**OBJECTIVES**
a) What commonly causes spits, according to the passage on Spindt field emission arrays?
b) How would you sum up the passage on Spindt field emission arrays in two sentences?

**EXTRACT PROVIDED**
++++++++++++++++++++
Typical field emission devices are variants of the conventional Spindt field emission array. This device design has several inherent vulnerabilities stemming from the small dimensions required to achieve a high enough field strength to emit electrons from a conical structure. Under ideal operating conditions (e.g. 10−9 Torr, with no perturbation in the gate voltage, gate currents or anode voltage), Spindt emitter arrays have been shown to emit in excess of 40 A/cm2 for extended periods of time. In most applications however, the electron source typically encounters occasional plasma discharges, called spits. Spits are often caused by gas desorption from an anode surface that is ionized by the electron beam. The resulting plasma generates an arc between the anode and nearby surfaces at a lower potential such as the field emitter. Depending upon the cable capacitance, potential difference and embedded circuit protection, a spit has the potential to destroy field emitter devices, even if the spit does not land on the device itself. In high voltage applications, such as x-ray tubes, because spits typically draw more than 100 amps for less than 1 microsecond, the inductively and capacitively coupled currents will often destroy Spindt field emitter devices, even if the spit does not directly impact the field emission source. In addition, during the spit, the voltage on the anode often drops to a low enough value that the anode is no longer able to absorb the cathode current. Therefore, the gate electrode absorbs up to the entire cathode current. At moderate current densities in Spindt emitters, (greater than about 100 mA/cm2), ocalized heating from the excessive gate current can destroy the device quickly.
++++++++++++++++++++
**PROVIDED MATERIAL**
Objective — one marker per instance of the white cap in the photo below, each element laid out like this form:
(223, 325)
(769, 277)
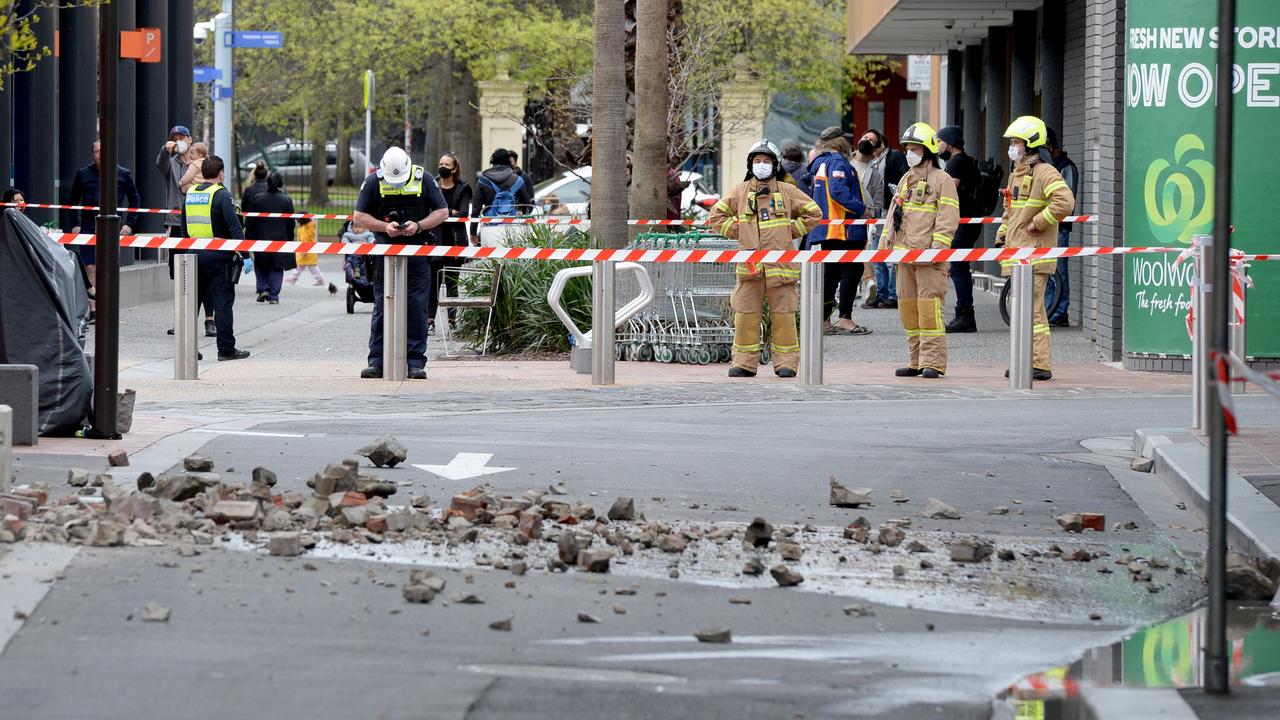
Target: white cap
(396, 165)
++++++++++++++++++++
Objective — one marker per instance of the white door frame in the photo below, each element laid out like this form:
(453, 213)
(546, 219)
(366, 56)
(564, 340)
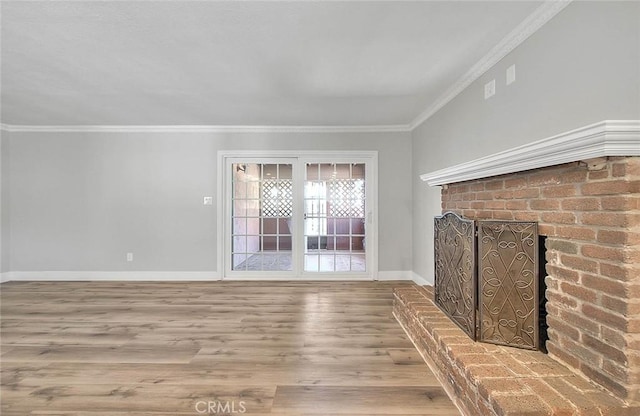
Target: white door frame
++++++++++++++++++++
**TASK ANSWERS**
a) Gas desorption from an anode surface that is ionized by the electron beam.

b) Spindt field emission arrays, on which typical field emission devices are based, can emit more than 40 A/cm2 under ideal conditions but are vulnerable because of the small dimensions they require. In most applications they meet plasma discharges called spits, which can destroy them through coupled currents or by dropping the anode voltage so that the gate electrode absorbs the cathode current and overheats.